Segment Start: RECORDS FOR THE EXERCISE

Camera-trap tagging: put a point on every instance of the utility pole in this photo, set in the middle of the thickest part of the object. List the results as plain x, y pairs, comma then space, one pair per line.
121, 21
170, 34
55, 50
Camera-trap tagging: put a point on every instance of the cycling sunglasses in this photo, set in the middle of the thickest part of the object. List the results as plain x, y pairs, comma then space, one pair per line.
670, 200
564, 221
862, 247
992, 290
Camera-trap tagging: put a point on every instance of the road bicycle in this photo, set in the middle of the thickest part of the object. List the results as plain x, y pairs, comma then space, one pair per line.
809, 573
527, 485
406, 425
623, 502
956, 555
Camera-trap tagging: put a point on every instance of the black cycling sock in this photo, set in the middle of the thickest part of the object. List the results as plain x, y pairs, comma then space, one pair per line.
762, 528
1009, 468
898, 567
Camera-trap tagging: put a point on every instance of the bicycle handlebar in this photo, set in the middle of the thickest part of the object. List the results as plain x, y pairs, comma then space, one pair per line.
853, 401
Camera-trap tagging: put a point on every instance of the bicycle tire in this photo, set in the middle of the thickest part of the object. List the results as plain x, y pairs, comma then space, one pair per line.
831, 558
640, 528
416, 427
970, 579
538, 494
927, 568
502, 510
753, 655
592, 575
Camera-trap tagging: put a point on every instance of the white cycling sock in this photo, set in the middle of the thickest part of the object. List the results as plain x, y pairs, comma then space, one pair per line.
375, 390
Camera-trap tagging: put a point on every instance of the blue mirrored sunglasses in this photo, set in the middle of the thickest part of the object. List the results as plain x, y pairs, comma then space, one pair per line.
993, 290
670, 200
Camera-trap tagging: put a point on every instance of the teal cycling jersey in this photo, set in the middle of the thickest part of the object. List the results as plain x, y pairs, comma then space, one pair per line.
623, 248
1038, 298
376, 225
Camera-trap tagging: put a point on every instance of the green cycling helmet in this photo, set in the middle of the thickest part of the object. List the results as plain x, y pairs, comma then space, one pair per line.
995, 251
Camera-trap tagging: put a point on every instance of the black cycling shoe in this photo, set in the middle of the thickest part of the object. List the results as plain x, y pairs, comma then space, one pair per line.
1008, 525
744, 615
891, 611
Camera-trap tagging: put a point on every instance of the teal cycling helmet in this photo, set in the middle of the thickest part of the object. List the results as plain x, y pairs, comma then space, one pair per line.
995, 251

Segment End: RECORDS FOR THE EXERCISE

Render every record verbatim. Nothing should be left out.

Camera-trap tagging: put a point on every instance of the utility pole in this photo, set in the middle of the thickest part of the object. List the results as plain x, y pairs, comma then space, one pair per line.
121, 21
170, 34
55, 50
Camera-trap tagging: put a point on every instance of the cycling sunglasses in this photo, set in the middle of the thickest part of the object. List the results as plain x, y pairs, comma then space, one pair per line.
670, 200
564, 221
862, 247
992, 290
Camera-trap tagging: put a point on every instance of the road bicycle in this photo, set in the middle of the thickest part of the object. List the results as plain x, y pairs, comma then space, one pair per line.
809, 573
527, 485
406, 425
623, 502
956, 555
Camera-trap tagging: put a point on every instance of the black cycling sock in this photo, set in the middle of the thickest part of the object. List the results as plain x, y pairs, comma then space, one pair per line.
762, 528
1009, 468
898, 567
Camera-trap tagging: put a point on every instance of the bicycle handlebar in this photo, set in the middle of the thickest part of the object. List the results as plain x, y pairs, comma then space, one pair per line.
853, 401
Camera-trap tagging: put a point on every instance of the bicycle tire in this photo, set in the middle of the thickest part of the object. List the results as plain x, y pairs, comma then space, one pair per line.
831, 558
640, 528
416, 427
970, 579
538, 494
927, 568
502, 510
753, 655
592, 575
Camera-trap tagging: put a point on every instance of the white cycling sock in this photo, set in the middle of the thickest part of the object. List the results as plain x, y pairs, comma then space, one pair per line.
375, 390
Camera-trap tagging: put a point on every instance of the blue mirrored sunglasses in this photo, set in the middle of the thickest part of the object. List the results as plain x, y pairs, comma then space, one pair per line.
993, 290
670, 200
Camera-trap tagging: put a point on every instance of the teal cycling jersey in this photo, set in the middle of the thickest part of the object. List the results as plain x, y pairs, comma then space, one pair per line.
623, 248
1038, 298
376, 225
Camera-trap tagging: put a point on every instance of the green cycling helmet in this photo, set in the middle of the thickest part of the object. List the results as plain x, y pairs, comma then space, one pair per line.
995, 251
Camera-trap tagging: put a point on every instance of the black cycling shoe in this photo, set in the middle of the thickest part of the object. List the results as plain x, y pairs, comma then space, one pair per line.
1008, 525
744, 615
891, 611
Camera-trap tagging: put a point on every instance of the teal cycling helmet in this photo, set in the middle of the thickest part of the object. List the results as plain x, y pairs, comma then space, one pair per line.
995, 251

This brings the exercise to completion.